■ What to do
The answer must be a single number, namely how many lines in the entries below contain the string "dark".

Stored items
=======

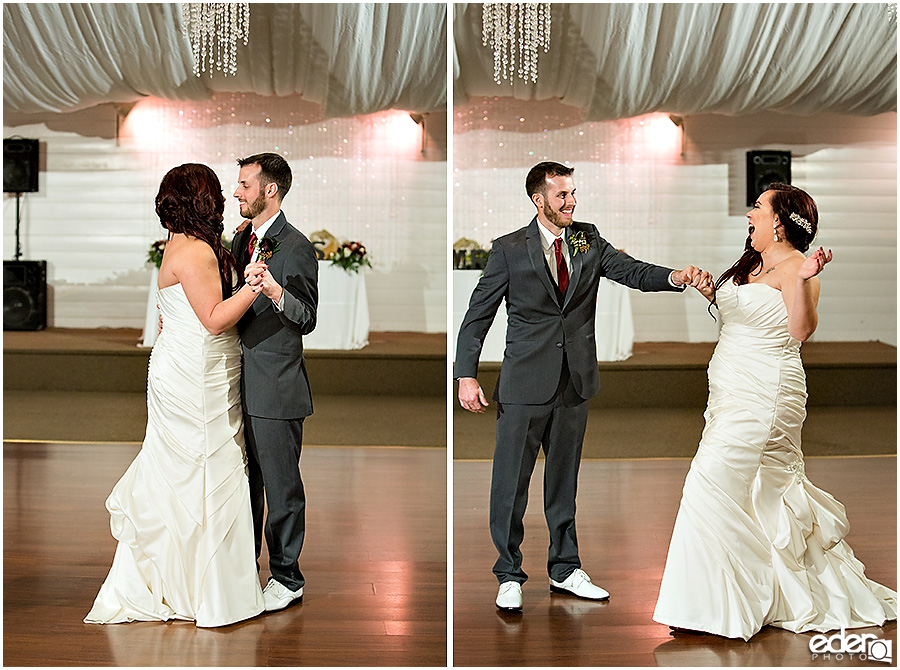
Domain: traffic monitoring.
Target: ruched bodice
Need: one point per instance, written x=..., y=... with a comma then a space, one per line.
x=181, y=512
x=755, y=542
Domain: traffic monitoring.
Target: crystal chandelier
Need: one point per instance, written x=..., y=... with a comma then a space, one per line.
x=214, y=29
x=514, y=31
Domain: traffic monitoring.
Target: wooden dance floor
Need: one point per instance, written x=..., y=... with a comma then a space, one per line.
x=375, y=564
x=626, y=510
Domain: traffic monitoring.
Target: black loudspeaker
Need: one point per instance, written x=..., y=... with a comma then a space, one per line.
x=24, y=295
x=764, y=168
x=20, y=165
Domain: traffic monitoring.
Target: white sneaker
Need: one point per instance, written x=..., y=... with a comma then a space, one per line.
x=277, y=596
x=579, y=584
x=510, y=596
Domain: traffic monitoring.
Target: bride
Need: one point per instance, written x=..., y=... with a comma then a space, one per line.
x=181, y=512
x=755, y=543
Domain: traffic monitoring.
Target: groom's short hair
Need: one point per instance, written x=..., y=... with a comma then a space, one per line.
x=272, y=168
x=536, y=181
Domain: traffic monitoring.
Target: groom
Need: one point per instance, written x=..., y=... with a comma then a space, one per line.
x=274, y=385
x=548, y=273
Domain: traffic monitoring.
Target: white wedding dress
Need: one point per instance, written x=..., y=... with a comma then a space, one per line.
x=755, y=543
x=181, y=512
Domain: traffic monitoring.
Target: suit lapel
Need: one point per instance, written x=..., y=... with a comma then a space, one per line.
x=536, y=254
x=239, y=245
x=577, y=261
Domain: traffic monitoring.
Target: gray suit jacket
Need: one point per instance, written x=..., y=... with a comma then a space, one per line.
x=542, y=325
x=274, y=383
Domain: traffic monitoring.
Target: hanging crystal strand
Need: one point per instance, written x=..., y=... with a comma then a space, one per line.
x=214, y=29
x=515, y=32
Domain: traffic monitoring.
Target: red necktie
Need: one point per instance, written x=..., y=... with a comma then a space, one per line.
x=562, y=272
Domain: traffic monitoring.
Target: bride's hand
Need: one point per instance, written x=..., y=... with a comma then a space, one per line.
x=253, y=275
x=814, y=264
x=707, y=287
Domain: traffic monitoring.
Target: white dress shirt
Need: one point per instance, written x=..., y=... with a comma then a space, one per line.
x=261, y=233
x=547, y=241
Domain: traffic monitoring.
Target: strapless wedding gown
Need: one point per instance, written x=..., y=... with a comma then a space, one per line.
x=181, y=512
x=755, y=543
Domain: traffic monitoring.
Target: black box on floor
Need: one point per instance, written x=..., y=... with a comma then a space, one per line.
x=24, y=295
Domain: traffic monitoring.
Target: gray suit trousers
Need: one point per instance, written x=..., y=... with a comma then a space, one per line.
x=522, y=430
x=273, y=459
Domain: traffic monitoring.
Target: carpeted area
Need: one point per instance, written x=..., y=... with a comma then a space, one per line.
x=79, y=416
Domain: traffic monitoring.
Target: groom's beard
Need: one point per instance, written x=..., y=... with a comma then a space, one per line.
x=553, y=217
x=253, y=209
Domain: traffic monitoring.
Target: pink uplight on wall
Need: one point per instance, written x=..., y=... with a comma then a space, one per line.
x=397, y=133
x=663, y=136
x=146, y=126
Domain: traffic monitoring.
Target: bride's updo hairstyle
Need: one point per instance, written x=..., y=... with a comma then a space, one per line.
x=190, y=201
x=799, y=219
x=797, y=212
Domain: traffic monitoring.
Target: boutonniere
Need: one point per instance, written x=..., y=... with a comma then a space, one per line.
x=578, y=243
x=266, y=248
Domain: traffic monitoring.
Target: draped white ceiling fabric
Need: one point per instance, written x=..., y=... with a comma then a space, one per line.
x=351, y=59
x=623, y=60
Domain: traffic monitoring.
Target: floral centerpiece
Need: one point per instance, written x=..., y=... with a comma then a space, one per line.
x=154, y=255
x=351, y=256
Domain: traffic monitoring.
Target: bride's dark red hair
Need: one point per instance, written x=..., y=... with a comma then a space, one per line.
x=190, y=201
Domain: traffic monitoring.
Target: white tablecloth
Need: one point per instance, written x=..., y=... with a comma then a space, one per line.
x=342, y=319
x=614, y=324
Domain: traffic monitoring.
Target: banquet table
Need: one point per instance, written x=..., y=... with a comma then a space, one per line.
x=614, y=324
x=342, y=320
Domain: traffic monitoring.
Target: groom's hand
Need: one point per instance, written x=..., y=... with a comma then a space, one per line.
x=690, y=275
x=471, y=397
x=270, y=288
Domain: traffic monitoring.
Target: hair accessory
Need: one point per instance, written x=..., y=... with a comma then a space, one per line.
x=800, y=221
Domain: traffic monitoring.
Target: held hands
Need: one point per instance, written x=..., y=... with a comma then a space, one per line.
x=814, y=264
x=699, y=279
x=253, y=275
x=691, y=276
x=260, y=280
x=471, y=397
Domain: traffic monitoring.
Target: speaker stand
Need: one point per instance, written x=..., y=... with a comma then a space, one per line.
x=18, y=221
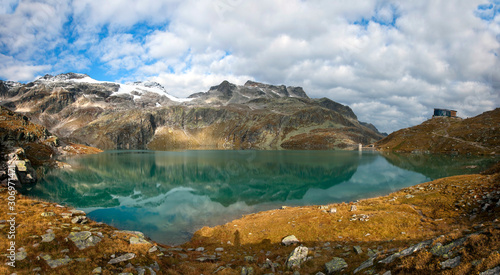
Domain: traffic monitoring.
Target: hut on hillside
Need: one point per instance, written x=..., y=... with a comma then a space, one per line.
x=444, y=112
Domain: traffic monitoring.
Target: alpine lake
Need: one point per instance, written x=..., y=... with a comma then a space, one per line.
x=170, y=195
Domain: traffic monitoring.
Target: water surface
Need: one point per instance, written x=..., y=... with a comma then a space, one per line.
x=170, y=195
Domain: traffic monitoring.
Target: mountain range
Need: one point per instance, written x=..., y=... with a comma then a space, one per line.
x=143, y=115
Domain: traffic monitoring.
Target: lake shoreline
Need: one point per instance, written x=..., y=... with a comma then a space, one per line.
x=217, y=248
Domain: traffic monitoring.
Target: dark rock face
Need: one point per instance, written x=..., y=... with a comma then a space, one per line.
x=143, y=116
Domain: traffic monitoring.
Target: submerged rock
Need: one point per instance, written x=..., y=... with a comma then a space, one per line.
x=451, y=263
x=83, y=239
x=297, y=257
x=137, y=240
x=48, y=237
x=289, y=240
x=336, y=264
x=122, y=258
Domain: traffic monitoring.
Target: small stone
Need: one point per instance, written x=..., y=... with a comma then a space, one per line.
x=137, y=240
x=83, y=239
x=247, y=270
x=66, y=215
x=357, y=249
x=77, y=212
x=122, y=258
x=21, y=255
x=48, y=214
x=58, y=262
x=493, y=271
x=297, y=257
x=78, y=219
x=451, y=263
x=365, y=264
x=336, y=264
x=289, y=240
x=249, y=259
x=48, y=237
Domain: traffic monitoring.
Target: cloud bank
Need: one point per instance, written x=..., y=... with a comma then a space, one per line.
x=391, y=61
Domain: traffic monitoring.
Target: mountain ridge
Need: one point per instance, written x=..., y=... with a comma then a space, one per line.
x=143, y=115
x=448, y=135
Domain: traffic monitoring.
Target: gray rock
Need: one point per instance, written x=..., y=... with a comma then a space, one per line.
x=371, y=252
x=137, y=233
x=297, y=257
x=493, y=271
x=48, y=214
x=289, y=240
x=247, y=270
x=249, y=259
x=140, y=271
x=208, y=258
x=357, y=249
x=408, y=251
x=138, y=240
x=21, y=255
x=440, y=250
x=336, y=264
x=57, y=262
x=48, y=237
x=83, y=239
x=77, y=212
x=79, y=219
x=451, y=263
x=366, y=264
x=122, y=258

=======

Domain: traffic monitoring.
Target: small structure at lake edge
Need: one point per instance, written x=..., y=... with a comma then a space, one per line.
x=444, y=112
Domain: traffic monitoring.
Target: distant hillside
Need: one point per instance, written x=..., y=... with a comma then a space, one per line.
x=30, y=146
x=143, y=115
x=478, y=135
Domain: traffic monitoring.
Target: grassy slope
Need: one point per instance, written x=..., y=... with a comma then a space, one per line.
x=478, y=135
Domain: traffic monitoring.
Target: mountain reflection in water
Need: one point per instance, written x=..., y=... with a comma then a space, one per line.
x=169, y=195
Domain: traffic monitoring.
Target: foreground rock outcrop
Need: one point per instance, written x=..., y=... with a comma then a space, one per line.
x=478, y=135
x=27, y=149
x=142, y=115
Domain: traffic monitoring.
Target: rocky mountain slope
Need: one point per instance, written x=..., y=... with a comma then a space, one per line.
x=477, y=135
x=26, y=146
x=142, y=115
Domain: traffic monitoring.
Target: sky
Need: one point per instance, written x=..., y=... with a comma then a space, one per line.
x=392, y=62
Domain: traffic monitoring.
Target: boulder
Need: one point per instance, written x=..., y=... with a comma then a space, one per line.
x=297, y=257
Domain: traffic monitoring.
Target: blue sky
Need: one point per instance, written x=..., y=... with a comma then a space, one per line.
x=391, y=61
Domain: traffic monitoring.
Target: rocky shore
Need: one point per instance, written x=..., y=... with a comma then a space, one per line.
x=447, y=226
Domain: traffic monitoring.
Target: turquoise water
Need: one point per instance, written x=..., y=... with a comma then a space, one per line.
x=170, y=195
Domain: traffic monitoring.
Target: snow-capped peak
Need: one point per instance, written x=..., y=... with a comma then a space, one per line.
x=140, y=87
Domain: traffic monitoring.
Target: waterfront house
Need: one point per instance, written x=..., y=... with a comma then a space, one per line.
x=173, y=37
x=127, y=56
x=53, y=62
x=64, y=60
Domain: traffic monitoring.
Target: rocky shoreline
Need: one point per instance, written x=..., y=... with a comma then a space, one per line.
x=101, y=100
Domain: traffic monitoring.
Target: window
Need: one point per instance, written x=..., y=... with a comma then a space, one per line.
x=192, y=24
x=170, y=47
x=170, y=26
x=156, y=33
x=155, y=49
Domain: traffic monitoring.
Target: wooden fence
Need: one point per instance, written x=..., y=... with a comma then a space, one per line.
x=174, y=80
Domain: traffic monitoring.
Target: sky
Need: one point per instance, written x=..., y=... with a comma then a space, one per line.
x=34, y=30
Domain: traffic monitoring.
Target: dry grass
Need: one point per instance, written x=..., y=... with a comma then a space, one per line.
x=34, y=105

=======

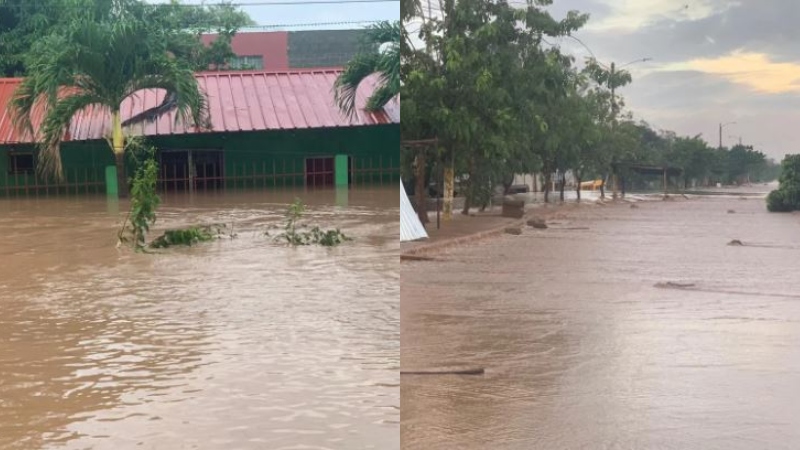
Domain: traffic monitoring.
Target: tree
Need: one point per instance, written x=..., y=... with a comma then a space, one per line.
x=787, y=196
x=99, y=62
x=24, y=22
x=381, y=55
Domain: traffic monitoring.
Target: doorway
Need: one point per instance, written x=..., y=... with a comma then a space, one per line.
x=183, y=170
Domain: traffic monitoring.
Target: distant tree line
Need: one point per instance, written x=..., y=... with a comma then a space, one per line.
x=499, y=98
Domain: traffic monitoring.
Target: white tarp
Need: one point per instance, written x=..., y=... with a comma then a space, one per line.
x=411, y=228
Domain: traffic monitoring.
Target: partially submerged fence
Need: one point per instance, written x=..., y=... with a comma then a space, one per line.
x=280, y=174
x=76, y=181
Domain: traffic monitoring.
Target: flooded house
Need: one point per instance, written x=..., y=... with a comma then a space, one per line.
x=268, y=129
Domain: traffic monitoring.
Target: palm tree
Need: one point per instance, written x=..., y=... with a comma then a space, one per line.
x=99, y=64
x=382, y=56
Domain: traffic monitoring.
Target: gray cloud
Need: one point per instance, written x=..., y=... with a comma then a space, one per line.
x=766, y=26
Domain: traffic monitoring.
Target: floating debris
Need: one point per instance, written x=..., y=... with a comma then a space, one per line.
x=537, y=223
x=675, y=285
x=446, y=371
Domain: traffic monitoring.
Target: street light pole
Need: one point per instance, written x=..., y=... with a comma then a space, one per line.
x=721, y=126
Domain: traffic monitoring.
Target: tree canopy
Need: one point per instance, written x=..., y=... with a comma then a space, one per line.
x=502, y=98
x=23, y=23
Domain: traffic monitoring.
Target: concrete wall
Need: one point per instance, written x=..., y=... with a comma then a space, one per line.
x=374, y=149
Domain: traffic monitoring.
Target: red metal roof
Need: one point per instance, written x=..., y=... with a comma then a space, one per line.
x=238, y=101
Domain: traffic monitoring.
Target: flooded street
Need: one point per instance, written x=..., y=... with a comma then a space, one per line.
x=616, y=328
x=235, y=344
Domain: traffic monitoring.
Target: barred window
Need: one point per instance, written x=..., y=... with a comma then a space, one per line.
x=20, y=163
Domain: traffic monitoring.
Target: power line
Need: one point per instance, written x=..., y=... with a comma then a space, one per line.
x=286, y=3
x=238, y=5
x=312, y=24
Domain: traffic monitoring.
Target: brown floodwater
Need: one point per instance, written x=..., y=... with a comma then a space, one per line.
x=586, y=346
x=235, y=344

=======

■ Solved exercise
2